* **WHAT IS NEEDED**: Wherever "object" turns up in a line of the entries below, that line counts. Say how many such lines there are, with no other words.

[Entries taken from a collection]
+---+
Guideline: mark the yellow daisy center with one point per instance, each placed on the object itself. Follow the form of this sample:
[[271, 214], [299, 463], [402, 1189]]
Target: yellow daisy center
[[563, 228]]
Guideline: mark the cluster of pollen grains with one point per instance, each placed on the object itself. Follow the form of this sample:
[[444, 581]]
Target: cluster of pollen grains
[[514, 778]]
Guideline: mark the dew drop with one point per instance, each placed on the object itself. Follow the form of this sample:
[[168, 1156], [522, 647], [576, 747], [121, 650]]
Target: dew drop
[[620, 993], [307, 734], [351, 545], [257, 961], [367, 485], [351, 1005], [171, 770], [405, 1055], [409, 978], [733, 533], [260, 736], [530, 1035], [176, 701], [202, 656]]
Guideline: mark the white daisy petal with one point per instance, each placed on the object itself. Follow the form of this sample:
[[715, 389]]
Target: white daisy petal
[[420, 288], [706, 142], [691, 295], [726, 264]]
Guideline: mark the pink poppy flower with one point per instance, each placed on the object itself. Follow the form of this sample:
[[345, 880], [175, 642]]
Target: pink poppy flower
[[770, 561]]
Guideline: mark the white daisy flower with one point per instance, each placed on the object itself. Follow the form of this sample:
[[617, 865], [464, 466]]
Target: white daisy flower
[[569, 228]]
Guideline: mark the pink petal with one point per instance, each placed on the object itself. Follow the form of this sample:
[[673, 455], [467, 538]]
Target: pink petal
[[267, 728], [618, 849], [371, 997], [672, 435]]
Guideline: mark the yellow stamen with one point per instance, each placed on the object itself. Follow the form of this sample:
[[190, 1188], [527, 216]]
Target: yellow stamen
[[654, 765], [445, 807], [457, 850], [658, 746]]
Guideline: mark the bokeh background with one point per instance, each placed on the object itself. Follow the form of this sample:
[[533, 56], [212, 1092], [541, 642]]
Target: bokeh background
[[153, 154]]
+---+
* **SOLUTION TO THIS TASK**: 9